* Data extracts:
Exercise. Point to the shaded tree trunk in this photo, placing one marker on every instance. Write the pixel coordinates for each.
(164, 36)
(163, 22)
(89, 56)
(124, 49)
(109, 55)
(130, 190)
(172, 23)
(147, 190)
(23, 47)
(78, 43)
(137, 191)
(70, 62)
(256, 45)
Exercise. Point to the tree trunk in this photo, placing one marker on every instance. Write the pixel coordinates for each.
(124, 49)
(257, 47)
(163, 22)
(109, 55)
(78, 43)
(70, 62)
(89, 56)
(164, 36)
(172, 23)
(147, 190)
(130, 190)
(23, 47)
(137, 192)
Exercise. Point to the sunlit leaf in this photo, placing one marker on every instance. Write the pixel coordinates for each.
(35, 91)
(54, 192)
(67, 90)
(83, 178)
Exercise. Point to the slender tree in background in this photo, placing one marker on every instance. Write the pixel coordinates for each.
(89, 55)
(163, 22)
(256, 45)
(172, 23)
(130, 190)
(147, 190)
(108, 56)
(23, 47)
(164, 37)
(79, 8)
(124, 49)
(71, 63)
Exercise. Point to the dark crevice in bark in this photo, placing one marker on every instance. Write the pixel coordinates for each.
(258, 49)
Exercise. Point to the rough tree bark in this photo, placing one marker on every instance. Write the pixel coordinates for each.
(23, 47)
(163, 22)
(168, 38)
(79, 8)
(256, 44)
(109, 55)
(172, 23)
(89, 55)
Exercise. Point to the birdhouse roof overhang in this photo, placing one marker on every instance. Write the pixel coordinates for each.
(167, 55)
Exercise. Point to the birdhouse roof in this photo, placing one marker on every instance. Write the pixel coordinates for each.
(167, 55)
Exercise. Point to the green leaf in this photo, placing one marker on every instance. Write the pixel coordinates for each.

* Exercise requirements:
Quote, word for word, every line starting at the one that contains "Exercise. Point to the rough" and ending with the final line of the entries.

* Completed exercise:
Exercise. Point to the rough tree bark in this photo, placing one marker on every instance. Write the pixel coordinates for each.
(23, 47)
(163, 22)
(168, 38)
(79, 8)
(256, 44)
(109, 55)
(172, 23)
(89, 55)
Exercise. Point to the birdhouse roof overhang in this photo, placing one marker on every instance. Write the pixel coordinates for each.
(167, 55)
Exercise. Point to the birdhouse roof in this photo, placing one marker on every instance. Write the pixel coordinates for each.
(167, 55)
Exercise. Point to the green leaf in this photo, placing one marker on every instance. Write the pixel coordinates for each.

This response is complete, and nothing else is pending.